* Work request *
Pick out every line of the entries below where "green" occurs, and copy those lines.
= = =
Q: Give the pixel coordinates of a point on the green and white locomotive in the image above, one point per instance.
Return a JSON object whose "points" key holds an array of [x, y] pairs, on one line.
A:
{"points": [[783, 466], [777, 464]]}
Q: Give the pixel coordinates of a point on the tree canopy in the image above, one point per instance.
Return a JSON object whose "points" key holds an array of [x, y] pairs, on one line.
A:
= = =
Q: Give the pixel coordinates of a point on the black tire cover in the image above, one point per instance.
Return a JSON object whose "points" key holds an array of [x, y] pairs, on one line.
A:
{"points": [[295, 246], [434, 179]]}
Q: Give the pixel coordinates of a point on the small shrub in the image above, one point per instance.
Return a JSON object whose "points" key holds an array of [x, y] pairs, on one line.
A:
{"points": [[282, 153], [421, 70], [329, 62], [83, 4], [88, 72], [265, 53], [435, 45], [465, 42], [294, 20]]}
= = =
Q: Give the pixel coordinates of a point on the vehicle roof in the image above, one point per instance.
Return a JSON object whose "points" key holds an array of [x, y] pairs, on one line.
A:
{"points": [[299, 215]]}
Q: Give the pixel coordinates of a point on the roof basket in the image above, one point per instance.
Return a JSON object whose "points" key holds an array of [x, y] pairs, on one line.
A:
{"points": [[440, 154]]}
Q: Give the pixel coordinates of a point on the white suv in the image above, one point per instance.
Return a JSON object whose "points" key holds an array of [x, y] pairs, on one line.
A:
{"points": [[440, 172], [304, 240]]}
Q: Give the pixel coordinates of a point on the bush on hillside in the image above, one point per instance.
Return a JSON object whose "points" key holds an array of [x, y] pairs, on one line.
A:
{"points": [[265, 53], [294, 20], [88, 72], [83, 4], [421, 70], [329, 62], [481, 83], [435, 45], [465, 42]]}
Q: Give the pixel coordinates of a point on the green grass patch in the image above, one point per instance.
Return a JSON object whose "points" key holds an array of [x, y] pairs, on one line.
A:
= = =
* Your response *
Q: Give the pixel coordinates of a point on the green and white locomotive in the image above, one point per instance.
Q: Give the pixel coordinates of a point on the green grass patch in the image above, one point per instance.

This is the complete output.